Selected extract section start

Friday, 23 October 2009

One more amazingly talented ex-Ottawan honoured.

As some of our faithful DAMMIT JANET! readers may have observed by now, I blog from Ottawa. Being born and growing up in this city has not provided me with any particularly trenchant skills or talents for nosing out political stories; in fact most native Ottawans regard federal politics like a nasty personal hygiene issue that hangs around the town like .... well, you get the general idea.

Nonetheless we're not too blasé to rejoice when a local daughter or .... erm, son (yeah, yeah, yeah, Dan Akroyd, Paul Anka, Rich Little - oh what a scintillating firmament) makes the headlines.

So, Sandra Oh - you go grrrrl!

From the modestly budgeted NFB film short featured in Five Feminists, to a number of indie Canadian features, to Sideways, to that prime-time medical soap opera that under-uses your talents, you are more than a star - you're the sun and the moon wrapped up in one powerhouse performer.

3 comments:

Mandos said...

It might surprise you, though, the extent to which living in a capital city makes a difference.

deBeauxOs said...

How so, Mandos?

Mandos said...

Selected extract section end

__Activity list__.
A. In the blog post about Sandra Oh, rewrite the paragraph beginning "As some of our faithful DAMMIT JANET! readers" in one or two shorter sentences that keep its main facts.
B. Using the blog post about Sandra Oh, explain why the blogger cheers for her.
C. Based on the blog post about Sandra Oh, decide whether each statement agrees with the text, and answer yes or no with the deciding words quoted: (i) The blogger grew up in Ottawa. (ii) The blogger thinks the prime-time medical soap opera makes full use of Sandra Oh's talents. (iii) Mandos says living in a capital city makes no difference.

Source data section start

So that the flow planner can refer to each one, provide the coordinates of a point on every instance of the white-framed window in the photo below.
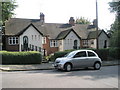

Source data section end

__Responses for each task__.
A. The blogger writes from Ottawa and was born and raised there, but says this has brought no special skill at finding political stories. Most native Ottawans see federal politics as an unpleasant thing hanging over the city.

B. The blogger says that even though Ottawans tend to find federal politics distasteful, they are "not too blasé to rejoice" when someone from their city makes the headlines. Sandra Oh is an ex-Ottawan who has been honored, so the blogger celebrates her.

C.
(i) Yes: "Being born and growing up in this city"
(ii) No: "that prime-time medical soap opera that under-uses your talents"
(iii) No: "the extent to which living in a capital city makes a difference"